### WORK REQUIRED
Give each line of the records below as a row in a Markdown table with the columns n and Line. Number the rows, skip any blank lines, and leave the pictures out.

(Point-based annotation data)
◇ ◇ ◇

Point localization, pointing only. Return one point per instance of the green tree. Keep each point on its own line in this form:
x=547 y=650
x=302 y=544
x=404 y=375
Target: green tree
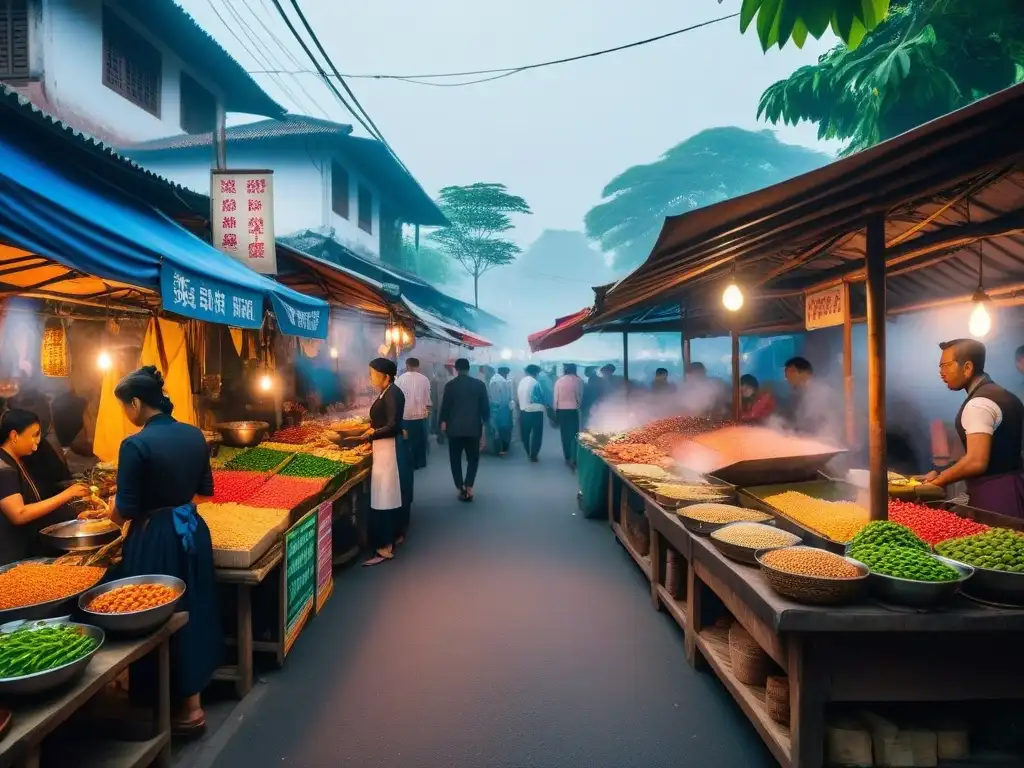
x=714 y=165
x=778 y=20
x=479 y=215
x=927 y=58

◇ ◇ ◇

### SOLVED PROBLEM
| n | Line |
|---|---|
| 1 | Point localization, pointing only. Return one point per instance of the green tree. Keep each point on its own line in this form: |
| 2 | x=547 y=650 |
| 3 | x=302 y=544 |
| 4 | x=404 y=375 |
| 5 | Target: green tree |
| 6 | x=714 y=165 |
| 7 | x=778 y=20 |
| 8 | x=479 y=215 |
| 9 | x=927 y=58 |